Mittwoch, 10. Juli 2013

4th of July

Auf diesen Tag habe ich mich gefreut, seit ich wusste, dass ich in die USA gehe: Der vierte Juli, amerikanischer Unabhängigkeitstag.

Pure Exotik musste das sein. Ein Feiertag der Nation, an dem die Nation sich selbst tatsächlich feiert. Nationalstolz und Nationalfarben, die in einem ungeraden Kalenderjahr zur Schau getragen werden. Feuerwerk, das man bewundern und abfeuern kann, ohne dass Kälte bedingtes Zittern die Erfahrung stört.

Also wurden Pläne geschmiedet. Sollte man auf eine Parade gehen, die im Nordteil der Stadt stattfand? Und sollte man sich das große Feuerwerk am Abend Downtown, oder lieber von einem Hügel anschauen? Was bietet die spektakulärere Aussicht?

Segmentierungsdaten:
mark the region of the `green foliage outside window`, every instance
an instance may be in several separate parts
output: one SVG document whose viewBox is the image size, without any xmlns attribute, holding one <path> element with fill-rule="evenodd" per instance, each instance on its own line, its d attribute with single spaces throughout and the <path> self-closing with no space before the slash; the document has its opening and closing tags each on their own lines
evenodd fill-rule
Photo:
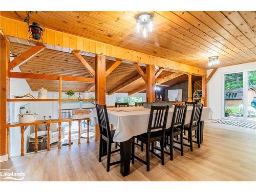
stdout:
<svg viewBox="0 0 256 192">
<path fill-rule="evenodd" d="M 130 104 L 135 104 L 135 102 L 143 102 L 142 97 L 116 97 L 115 102 L 129 102 Z"/>
</svg>

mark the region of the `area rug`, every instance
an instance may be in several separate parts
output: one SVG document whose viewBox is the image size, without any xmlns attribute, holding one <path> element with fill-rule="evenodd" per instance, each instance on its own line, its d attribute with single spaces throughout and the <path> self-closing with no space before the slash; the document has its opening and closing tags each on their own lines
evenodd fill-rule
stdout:
<svg viewBox="0 0 256 192">
<path fill-rule="evenodd" d="M 241 126 L 243 127 L 246 127 L 246 128 L 256 129 L 256 124 L 246 123 L 245 122 L 234 121 L 230 121 L 228 120 L 223 120 L 223 119 L 218 120 L 213 122 L 214 123 L 224 124 L 229 125 Z"/>
</svg>

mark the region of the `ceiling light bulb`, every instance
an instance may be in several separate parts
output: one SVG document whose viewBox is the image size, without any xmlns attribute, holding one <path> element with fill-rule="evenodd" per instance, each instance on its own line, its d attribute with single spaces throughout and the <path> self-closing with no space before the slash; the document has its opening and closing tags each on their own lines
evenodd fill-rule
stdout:
<svg viewBox="0 0 256 192">
<path fill-rule="evenodd" d="M 152 32 L 153 31 L 153 21 L 151 20 L 150 22 L 150 24 L 148 25 L 148 31 L 150 32 Z"/>
<path fill-rule="evenodd" d="M 136 30 L 137 33 L 140 32 L 140 22 L 137 20 L 136 23 Z"/>
<path fill-rule="evenodd" d="M 142 31 L 142 37 L 145 38 L 147 37 L 147 30 L 145 26 L 143 27 L 143 30 Z"/>
</svg>

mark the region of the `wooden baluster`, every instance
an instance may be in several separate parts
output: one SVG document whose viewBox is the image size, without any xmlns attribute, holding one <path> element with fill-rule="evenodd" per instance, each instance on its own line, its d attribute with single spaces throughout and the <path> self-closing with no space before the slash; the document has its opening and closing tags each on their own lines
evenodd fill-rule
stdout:
<svg viewBox="0 0 256 192">
<path fill-rule="evenodd" d="M 20 148 L 20 156 L 24 155 L 24 126 L 20 126 L 20 131 L 22 132 L 22 147 Z"/>
<path fill-rule="evenodd" d="M 47 123 L 47 151 L 50 151 L 50 123 Z"/>
<path fill-rule="evenodd" d="M 69 121 L 69 146 L 71 146 L 71 121 Z"/>
<path fill-rule="evenodd" d="M 113 130 L 114 130 L 114 125 L 113 125 L 113 124 L 111 124 L 111 131 L 112 131 Z"/>
<path fill-rule="evenodd" d="M 38 141 L 37 141 L 37 125 L 35 125 L 35 153 L 37 153 Z"/>
<path fill-rule="evenodd" d="M 9 152 L 9 147 L 10 147 L 10 130 L 9 127 L 6 127 L 7 135 L 7 155 L 9 157 L 10 156 L 10 152 Z"/>
<path fill-rule="evenodd" d="M 90 137 L 89 137 L 89 123 L 90 119 L 87 119 L 87 143 L 90 143 Z"/>
<path fill-rule="evenodd" d="M 78 120 L 78 144 L 81 144 L 81 120 Z"/>
<path fill-rule="evenodd" d="M 59 125 L 59 140 L 58 140 L 58 148 L 61 148 L 61 141 L 60 141 L 60 140 L 61 139 L 61 122 L 59 122 L 58 123 L 58 125 Z"/>
</svg>

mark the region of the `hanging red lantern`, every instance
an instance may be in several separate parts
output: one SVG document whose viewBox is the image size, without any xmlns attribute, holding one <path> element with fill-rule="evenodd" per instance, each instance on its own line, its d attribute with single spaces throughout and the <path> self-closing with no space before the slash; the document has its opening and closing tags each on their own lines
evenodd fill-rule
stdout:
<svg viewBox="0 0 256 192">
<path fill-rule="evenodd" d="M 44 30 L 37 23 L 33 22 L 33 24 L 29 26 L 28 32 L 31 34 L 29 37 L 30 39 L 33 38 L 36 40 L 41 39 L 42 41 L 41 36 L 42 35 Z"/>
<path fill-rule="evenodd" d="M 25 18 L 22 18 L 16 11 L 14 11 L 14 12 L 20 19 L 23 20 L 28 24 L 28 32 L 30 34 L 29 39 L 32 40 L 35 40 L 36 41 L 42 42 L 43 39 L 42 36 L 43 35 L 44 31 L 44 27 L 40 27 L 40 25 L 36 22 L 33 22 L 32 25 L 29 24 L 31 14 L 32 13 L 37 14 L 37 11 L 26 11 L 27 17 Z M 40 16 L 39 14 L 38 14 L 38 15 Z M 42 18 L 42 17 L 41 17 L 42 20 L 44 20 L 44 18 Z"/>
</svg>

=== Aufgaben zur Übung ===
1 - Stimmen diese Aussagen mit dem Blogeintrag überein? Antworte jeweils mit Ja oder Nein und zitiere die ausschlaggebenden Worte wörtlich.
(a) Die schreibende Person freute sich auf den vierten Juli, seit sie wusste, dass sie in die USA geht.
(b) Die Parade fand im Südteil der Stadt statt.
(c) Das große Feuerwerk war für den Morgen angesetzt.
2 - Gib aus dem Blogeintrag den Abschnitt wortgetreu wieder, der mit den Worten „Pure Exotik musste“ beginnt und mit „die Erfahrung stört.“ endet.
3 - Beantworte die folgenden Fragen zum Blogeintrag:
(a) Welcher Feiertag ist der vierte Juli?
(b) In welchem Teil der Stadt fand die Parade statt?
(c) Von welchen zwei Orten aus kam das große Feuerwerk am Abend in Frage?
Die Einträge werden für die Bearbeitung nicht gebraucht.

=== Lösungen ===
1 -
(a) Ja: „Auf diesen Tag habe ich mich gefreut, seit ich wusste, dass ich in die USA gehe“
(b) Nein: „die im Nordteil der Stadt stattfand“
(c) Nein: „das große Feuerwerk am Abend“

2 -
Pure Exotik musste das sein. Ein Feiertag der Nation, an dem die Nation sich selbst tatsächlich feiert. Nationalstolz und Nationalfarben, die in einem ungeraden Kalenderjahr zur Schau getragen werden. Feuerwerk, das man bewundern und abfeuern kann, ohne dass Kälte bedingtes Zittern die Erfahrung stört.

3 -
(a) Der amerikanische Unabhängigkeitstag.
(b) Im Nordteil der Stadt.
(c) Downtown oder von einem Hügel.